In April 2013, three men were convicted of planning terrorist attacks in UK. They raised funds by criminally posing as Muslim Aid workers; the matter was pursued by the police and prosecutions were made. A small amount of funds was recovered and passed onto the charity.

On 2 May 2013, an international arrest warrant was issued for its long time trustee Chowdhury Mueen-Uddin for war crimes. He was subsequently found guilty in absentia of murdering 18 Bangladesh intellectuals as a leader within Al-Badr, a far-right pro-Pakistan Islamist paramilitary force in the Bangladesh liberation war.

The government of Bangladesh investigated the organisation for allegedly funding militants in the country. In December 2013, Mozammel Hossain, the head of the Rangpur branch of Muslim Aid, was arrested for financing "subversive activities". In April 2014, Bangladeshi politician Sayed Ashraful Islam of the Awami League Central Working Committee warned funds from the organisation were being used to spread "religious fanaticism". Again in September 2014, Major general Abdur Rashid said they funded extremism.

In 2014, the Charity Commission for England and Wales announced it was part of a "statutory inquiry". According to the charity, the investigation was caused after they reported "non-compliance with some operational aspects in two field offices". The Statutory Inquiry report was published in November 2022 https://www.gov.uk/government/publications/charity-inquiry-muslim-aid. The Commission concluded that the trustees had failed to fully comply with the 2018 Action Plan by the required two-year deadline, but acknowledged the significant progress made by the charity and its trustees to fully comply with the 2018 Action Plan. It concluded that the trustees co-operated, as they were expected to, in providing information and updates as required. A subsequent enquiry was opened in 2020 in order to escalate the Commission’s engagement with the trustees to ensure full compliance with the 2018 Action Plan to achieve the necessary changes and improvements to the charity’s governance and administration. The 2020 inquiry’s purpose was secured with the trustees’ completion of the 2022 Action Plan, following which the inquiry was closed in November 2022.

+ + + + +

In the passage on Muslim Aid, who was arrested in December 2013 for financing "subversive activities"? The listing that comes next is separate material, unrelated to the passage on Muslim Aid.

[Records from a collection]
+ + + + +

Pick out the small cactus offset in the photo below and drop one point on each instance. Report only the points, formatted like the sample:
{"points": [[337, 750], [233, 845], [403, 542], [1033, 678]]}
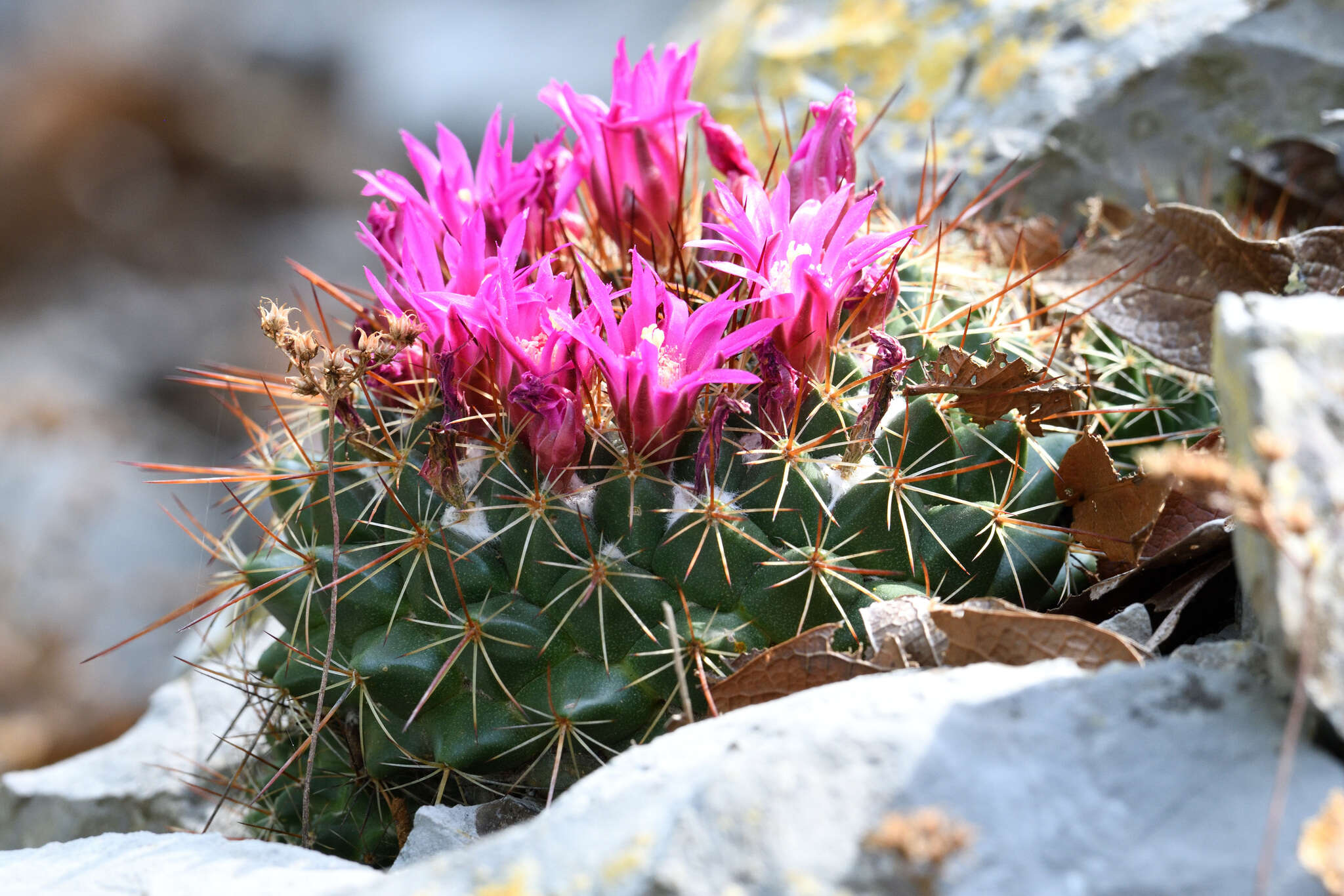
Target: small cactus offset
{"points": [[569, 456]]}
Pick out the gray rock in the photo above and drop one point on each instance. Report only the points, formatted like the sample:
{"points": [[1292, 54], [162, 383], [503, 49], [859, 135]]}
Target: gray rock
{"points": [[1133, 622], [137, 782], [440, 829], [1244, 656], [1105, 92], [174, 864], [1278, 365], [1129, 781]]}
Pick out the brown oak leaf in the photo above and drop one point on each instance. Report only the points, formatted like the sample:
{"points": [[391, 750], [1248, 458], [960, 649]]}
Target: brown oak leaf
{"points": [[797, 664], [1110, 514], [988, 390], [994, 630], [1156, 283]]}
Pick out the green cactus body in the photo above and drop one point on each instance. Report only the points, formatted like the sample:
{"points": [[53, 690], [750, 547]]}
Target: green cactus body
{"points": [[513, 607]]}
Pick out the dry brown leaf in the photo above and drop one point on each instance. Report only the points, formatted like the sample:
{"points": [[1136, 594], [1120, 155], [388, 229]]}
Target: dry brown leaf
{"points": [[1179, 260], [797, 664], [1105, 215], [988, 390], [1296, 179], [904, 634], [1028, 243], [1322, 845], [1110, 514], [994, 630]]}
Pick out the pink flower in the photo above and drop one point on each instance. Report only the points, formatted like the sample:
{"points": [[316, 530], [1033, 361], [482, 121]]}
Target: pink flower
{"points": [[660, 355], [631, 153], [801, 268], [824, 157], [555, 426], [872, 298], [726, 151], [499, 190]]}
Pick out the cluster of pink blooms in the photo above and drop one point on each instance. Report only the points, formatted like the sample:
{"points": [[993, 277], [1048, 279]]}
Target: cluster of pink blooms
{"points": [[472, 255]]}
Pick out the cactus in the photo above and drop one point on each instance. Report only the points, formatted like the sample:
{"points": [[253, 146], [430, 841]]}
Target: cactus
{"points": [[568, 455]]}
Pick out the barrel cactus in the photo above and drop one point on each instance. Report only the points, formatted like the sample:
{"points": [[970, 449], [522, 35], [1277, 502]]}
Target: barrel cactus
{"points": [[570, 457]]}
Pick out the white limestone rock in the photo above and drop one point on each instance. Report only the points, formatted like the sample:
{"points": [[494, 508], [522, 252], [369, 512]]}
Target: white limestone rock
{"points": [[1278, 366], [440, 829], [137, 782], [1129, 781], [1133, 622], [174, 864], [1106, 93]]}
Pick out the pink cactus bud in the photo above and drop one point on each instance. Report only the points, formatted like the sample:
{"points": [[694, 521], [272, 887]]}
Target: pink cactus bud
{"points": [[707, 453], [778, 394], [555, 429], [726, 151], [891, 365]]}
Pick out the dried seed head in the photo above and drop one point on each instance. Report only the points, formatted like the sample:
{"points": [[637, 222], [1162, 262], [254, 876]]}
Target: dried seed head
{"points": [[301, 346], [274, 320], [404, 329], [1269, 446], [337, 371], [1299, 519], [925, 837], [304, 386]]}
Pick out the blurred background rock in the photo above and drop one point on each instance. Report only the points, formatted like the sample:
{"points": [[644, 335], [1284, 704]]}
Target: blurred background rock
{"points": [[159, 160]]}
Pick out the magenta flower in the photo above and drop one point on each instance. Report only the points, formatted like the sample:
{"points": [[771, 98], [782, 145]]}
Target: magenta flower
{"points": [[660, 355], [824, 157], [499, 190], [726, 151], [555, 425], [629, 153], [872, 298], [801, 268]]}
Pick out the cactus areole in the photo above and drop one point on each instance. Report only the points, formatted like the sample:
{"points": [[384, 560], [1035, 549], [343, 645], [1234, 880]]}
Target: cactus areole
{"points": [[597, 430]]}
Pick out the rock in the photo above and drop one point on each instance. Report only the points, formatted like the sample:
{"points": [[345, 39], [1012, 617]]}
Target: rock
{"points": [[1245, 656], [440, 829], [1132, 779], [1278, 365], [1106, 93], [137, 782], [174, 864], [1133, 622]]}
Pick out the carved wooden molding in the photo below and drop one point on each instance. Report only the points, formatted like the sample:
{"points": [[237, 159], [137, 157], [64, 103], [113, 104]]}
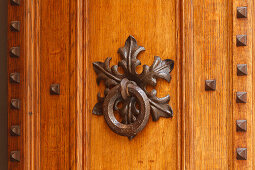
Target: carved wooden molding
{"points": [[129, 114]]}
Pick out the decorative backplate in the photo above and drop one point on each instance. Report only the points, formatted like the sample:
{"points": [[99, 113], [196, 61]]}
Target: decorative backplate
{"points": [[126, 104]]}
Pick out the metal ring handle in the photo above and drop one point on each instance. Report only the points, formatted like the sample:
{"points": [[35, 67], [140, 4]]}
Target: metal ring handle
{"points": [[132, 129]]}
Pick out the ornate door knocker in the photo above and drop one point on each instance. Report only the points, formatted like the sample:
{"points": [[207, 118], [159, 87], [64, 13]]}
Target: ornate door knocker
{"points": [[126, 93]]}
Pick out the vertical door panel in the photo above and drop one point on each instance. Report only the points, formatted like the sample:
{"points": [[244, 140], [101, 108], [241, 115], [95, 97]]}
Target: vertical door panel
{"points": [[153, 24], [212, 60]]}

+ + + + +

**Reply to the task**
Mozammel Hossain, the head of the Rangpur branch of Muslim Aid.